(Shape labeling data)
>> Start

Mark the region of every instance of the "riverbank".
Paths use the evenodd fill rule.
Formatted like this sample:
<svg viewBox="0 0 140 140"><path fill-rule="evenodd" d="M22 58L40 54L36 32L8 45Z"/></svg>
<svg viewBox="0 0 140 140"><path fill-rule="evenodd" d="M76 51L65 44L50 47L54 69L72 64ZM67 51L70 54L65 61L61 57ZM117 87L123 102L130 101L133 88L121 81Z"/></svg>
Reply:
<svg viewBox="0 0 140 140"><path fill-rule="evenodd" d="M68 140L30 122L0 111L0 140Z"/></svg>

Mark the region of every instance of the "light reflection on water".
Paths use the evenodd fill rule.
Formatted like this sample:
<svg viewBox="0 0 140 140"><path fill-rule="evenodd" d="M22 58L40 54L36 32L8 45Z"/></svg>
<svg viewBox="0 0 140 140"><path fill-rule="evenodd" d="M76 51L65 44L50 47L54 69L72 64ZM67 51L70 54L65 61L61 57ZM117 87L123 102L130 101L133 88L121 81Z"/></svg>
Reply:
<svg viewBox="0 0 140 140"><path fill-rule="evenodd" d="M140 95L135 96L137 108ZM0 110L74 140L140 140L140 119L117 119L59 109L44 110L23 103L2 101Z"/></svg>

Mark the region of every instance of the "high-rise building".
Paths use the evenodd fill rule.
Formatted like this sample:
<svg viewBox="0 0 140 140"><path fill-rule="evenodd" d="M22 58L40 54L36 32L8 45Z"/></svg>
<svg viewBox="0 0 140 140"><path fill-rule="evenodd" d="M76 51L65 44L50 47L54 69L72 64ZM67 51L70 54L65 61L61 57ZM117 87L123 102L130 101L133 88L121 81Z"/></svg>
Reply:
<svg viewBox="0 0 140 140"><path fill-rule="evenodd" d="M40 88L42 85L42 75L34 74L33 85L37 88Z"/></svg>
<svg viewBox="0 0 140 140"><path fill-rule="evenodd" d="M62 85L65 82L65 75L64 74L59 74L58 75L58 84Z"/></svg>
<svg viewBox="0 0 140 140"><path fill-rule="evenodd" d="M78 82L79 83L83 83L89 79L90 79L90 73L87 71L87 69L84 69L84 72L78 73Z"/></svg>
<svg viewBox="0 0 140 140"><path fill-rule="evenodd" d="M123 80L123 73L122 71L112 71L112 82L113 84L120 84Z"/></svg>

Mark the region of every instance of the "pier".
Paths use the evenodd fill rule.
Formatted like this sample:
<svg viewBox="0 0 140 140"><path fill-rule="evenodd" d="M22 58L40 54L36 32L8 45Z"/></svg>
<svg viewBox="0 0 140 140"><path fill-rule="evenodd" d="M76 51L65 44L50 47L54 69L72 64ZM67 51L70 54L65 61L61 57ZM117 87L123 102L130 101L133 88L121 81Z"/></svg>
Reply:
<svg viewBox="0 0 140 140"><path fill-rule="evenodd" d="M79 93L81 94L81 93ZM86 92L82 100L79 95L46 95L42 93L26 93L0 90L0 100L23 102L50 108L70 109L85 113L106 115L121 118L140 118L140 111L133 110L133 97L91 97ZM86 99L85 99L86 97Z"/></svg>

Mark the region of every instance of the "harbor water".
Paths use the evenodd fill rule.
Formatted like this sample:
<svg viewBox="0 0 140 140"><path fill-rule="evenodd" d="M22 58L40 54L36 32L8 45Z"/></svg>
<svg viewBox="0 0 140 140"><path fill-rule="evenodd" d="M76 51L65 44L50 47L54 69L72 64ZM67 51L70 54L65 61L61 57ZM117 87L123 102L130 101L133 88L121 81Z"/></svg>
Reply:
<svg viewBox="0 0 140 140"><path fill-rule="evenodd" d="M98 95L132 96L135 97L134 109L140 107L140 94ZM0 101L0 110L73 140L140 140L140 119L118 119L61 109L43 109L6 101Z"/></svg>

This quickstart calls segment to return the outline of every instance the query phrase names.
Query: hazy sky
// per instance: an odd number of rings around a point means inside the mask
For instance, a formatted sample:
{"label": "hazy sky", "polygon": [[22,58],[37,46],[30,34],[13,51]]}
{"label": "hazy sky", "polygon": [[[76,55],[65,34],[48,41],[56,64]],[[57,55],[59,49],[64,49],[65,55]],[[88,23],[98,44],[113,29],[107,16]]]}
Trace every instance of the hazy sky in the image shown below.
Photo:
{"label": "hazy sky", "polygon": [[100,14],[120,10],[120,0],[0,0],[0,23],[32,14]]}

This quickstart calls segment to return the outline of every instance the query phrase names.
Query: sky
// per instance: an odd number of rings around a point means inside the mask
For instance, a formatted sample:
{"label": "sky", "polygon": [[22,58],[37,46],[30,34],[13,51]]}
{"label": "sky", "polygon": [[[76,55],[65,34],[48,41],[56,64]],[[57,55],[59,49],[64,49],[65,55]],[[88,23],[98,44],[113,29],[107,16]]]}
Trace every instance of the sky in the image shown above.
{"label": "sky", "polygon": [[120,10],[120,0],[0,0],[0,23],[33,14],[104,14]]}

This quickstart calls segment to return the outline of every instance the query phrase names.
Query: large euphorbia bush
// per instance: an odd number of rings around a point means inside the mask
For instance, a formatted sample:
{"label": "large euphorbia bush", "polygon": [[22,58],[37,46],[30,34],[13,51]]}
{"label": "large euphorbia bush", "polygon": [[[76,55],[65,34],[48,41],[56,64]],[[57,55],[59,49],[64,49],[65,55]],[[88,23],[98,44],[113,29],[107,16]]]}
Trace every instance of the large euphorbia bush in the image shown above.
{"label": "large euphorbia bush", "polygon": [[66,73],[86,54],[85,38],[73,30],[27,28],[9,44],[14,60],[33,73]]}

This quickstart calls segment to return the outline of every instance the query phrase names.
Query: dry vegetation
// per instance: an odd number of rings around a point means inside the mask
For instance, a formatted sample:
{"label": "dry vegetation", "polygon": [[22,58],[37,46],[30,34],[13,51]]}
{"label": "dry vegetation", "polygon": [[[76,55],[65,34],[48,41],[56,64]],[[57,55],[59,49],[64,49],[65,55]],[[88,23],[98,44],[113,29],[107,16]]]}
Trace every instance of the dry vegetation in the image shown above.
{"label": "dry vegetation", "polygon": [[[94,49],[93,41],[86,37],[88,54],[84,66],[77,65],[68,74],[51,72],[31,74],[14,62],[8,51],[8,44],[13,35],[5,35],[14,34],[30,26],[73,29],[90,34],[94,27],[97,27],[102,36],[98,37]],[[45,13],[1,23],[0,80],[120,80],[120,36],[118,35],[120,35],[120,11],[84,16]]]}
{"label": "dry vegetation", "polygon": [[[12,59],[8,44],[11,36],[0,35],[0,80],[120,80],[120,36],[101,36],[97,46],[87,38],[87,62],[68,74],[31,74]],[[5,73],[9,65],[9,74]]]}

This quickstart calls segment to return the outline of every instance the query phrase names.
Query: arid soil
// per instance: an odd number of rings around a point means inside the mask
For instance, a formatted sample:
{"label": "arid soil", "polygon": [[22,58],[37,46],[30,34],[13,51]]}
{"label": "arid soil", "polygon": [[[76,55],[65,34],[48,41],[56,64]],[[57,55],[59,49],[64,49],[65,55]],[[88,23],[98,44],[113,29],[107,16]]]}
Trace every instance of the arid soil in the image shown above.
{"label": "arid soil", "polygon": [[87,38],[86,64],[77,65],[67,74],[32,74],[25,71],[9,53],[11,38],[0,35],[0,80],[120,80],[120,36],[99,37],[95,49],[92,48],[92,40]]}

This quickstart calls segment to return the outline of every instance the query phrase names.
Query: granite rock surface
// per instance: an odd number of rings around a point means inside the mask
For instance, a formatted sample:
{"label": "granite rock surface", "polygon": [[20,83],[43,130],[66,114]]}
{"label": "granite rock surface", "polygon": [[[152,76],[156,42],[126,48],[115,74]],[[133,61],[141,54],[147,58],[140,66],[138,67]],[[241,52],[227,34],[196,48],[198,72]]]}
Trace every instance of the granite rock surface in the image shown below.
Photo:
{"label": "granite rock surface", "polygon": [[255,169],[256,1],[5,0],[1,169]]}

>> End

> [Your task]
Copy out word for word the lines of the data above, starting with its very first line and continuing up to and including the line that contains "80L123 73L122 71L112".

> [Task answer]
Mark the region of every instance of the "riverbank".
Paths use the evenodd fill rule.
Formatted like this sample:
<svg viewBox="0 0 140 140"><path fill-rule="evenodd" d="M22 58L40 54L36 32L8 45Z"/></svg>
<svg viewBox="0 0 140 140"><path fill-rule="evenodd" d="M76 51L65 44L50 47L54 69L72 64ZM67 51L70 54L65 61L61 57ZM117 87L123 102L130 101L133 88L121 81Z"/></svg>
Reply:
<svg viewBox="0 0 140 140"><path fill-rule="evenodd" d="M68 140L30 122L0 111L0 140Z"/></svg>

Mark the region of every instance of the "light reflection on water".
Paths use the evenodd fill rule.
Formatted like this sample:
<svg viewBox="0 0 140 140"><path fill-rule="evenodd" d="M22 58L40 54L36 32L8 45Z"/></svg>
<svg viewBox="0 0 140 140"><path fill-rule="evenodd" d="M76 51L65 44L50 47L54 69L72 64ZM67 51L70 54L65 61L61 57ZM117 87L123 102L130 101L133 88L121 81Z"/></svg>
Reply:
<svg viewBox="0 0 140 140"><path fill-rule="evenodd" d="M140 95L135 96L137 108ZM0 110L74 140L140 140L140 119L117 119L59 109L44 110L23 103L2 101Z"/></svg>

Mark the region of every instance of the "high-rise building".
Paths use the evenodd fill rule.
Formatted like this sample:
<svg viewBox="0 0 140 140"><path fill-rule="evenodd" d="M22 58L40 54L36 32L8 45Z"/></svg>
<svg viewBox="0 0 140 140"><path fill-rule="evenodd" d="M76 51L65 44L50 47L54 69L72 64ZM67 51L70 54L65 61L61 57ZM117 87L123 102L130 101L133 88L121 81Z"/></svg>
Reply:
<svg viewBox="0 0 140 140"><path fill-rule="evenodd" d="M40 88L42 85L42 75L34 74L33 85L37 88Z"/></svg>
<svg viewBox="0 0 140 140"><path fill-rule="evenodd" d="M62 85L65 82L65 75L64 74L59 74L58 75L58 84Z"/></svg>
<svg viewBox="0 0 140 140"><path fill-rule="evenodd" d="M78 82L79 83L83 83L89 79L90 79L90 73L87 71L87 69L84 69L84 72L78 73Z"/></svg>
<svg viewBox="0 0 140 140"><path fill-rule="evenodd" d="M123 80L123 73L122 71L112 71L112 82L113 84L120 84Z"/></svg>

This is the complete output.